I began taking guitar classes last October. I had wanted to learn how to play for many years. I used two criteria to “pick” which class to enroll in: the time of day and the instructor (his bio sounded interesting.)
Every Monday I went to class and played while pain erupted in the nerve endings of my fingertips. As the weeks rolled on, I learned new chords, formed calluses on my fingertips, tried to jump my fingers into place (and pretended I was Sheryl Crow.) I loved going to class and little pieces of songs started bouncing around in my head.
In January, I had to change class days and instructors due to a schedule conflict. I really wanted to stay with the same instructor. I liked his style, not to mention his song selections. My new instructor warbled while she sang. I couldn’t help but think about how my Grandma used to sing. She tried to make us play Johnny Cash. I don’t do Johnny Cash.
My enthusiasm waned as winter set in. I no longer arrived home from class eager to play with lyrics trying to find their chord dance partners inside my head. I made excuses not to practice. When I did practice, I played songs from my old class. Some of the students in my class whined about playing chords they perceived as difficult. I didn’t sign up to play the guitar with Merlot, Chardonnay and Pinot Grigio. If I wanted wine, I would drink it from a fancy glass, not listen to it sloshing out of mouths while I was trying to play.
I almost took a break from the next session, but I didn’t. I decided to stick it out, hoping that soon my schedule conflict would allow me to switch back to Monday’s class. Then one day something happened. I took a make-up class and this is how it played out.
“Is this Guitar 2?” I asked before class began.
“It sure is,” the instructor told me as he handed out a course packet. (My instructor for the last 2 sessions did not even have a course packet. She just handed out sheets of music.)
I scanned the song selections and began to feel nervous. I saw notations for finger-picking. I saw songs indicating the need for a capo. I saw F chords. I began to wonder if maybe I had walked into an Honor’s Guitar class.
It was too late to leave, so I tried to strum softly to cover up my many mistakes. I felt awful for the man who sat to the right of me. I confessed that our class was not playing at the level that his was. He patiently showed me some of the finger picking-patterns his class was working on and gave me other tips. I survived the class and thanked him for all of his help. He smiled and said “you’re welcome”, but I’m sure he was saying a silent prayer that I would never set foot in his class again.
All the way home, I kept thinking about how much harder the class had been. It made me feel as though I had been in remedial guitar class for the past 3 months. I started to worry about my original plan to transfer back to the instructor that I enjoyed. I contacted him and expressed my concern that I wasn’t at the same level that his current students were at. He invited me to visit his class and play.
The material was challenging, but not unmanageable. Once again, I silently applauded his song selections. I knew that if I enrolled in his class I would have to practice more often and catch up. He told me I’d be fine.
A few weeks ago I switched classes again. I looked forward to attending my class each week, and practicing too. And guess, what? Songs started appearing in my head again. I decided to make them more interesting by using a capo and adding some finger-picking. Good-bye remedial guitar.

(Text-to-region grounding entries)
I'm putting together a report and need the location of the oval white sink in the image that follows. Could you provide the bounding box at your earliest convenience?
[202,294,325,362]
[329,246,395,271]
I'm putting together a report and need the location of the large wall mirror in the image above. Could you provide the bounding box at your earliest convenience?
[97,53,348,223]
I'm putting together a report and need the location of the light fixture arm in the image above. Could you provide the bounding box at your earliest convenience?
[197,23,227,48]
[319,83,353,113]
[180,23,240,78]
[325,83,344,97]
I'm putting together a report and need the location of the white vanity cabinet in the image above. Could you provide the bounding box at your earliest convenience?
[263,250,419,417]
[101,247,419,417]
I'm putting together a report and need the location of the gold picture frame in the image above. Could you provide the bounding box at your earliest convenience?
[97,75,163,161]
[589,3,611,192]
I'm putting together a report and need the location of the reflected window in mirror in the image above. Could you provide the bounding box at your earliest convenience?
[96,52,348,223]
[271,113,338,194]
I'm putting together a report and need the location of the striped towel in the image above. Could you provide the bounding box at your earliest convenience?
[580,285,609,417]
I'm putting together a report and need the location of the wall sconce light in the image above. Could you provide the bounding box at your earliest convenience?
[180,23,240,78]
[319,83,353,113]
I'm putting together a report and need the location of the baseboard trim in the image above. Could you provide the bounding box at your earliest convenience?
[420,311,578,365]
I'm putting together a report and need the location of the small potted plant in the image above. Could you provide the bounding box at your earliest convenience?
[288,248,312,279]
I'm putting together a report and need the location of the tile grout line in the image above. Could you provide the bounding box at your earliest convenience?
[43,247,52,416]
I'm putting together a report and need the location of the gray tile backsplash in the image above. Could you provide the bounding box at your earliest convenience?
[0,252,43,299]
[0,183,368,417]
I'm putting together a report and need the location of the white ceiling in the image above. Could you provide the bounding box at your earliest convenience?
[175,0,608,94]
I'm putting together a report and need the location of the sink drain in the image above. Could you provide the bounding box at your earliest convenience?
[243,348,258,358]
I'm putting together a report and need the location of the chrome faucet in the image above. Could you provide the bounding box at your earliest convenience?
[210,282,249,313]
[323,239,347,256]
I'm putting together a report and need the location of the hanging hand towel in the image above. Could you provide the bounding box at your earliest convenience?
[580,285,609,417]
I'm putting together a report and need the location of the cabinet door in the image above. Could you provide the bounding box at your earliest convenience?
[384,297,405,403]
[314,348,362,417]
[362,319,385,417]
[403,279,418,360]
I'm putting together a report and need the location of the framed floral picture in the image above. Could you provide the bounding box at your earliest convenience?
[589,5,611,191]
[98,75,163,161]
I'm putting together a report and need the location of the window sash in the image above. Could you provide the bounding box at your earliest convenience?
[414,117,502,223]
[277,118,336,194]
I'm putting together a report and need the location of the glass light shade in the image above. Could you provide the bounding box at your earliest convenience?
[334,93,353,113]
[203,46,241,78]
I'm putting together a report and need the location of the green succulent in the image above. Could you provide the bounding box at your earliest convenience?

- [Task instructions] Please repeat the part of the guitar-class essay that begins at the words that have "The material was" and stops after "I’d be fine.", copying it word for word.

- [Result for this task]
The material was challenging, but not unmanageable. Once again, I silently applauded his song selections. I knew that if I enrolled in his class I would have to practice more often and catch up. He told me I’d be fine.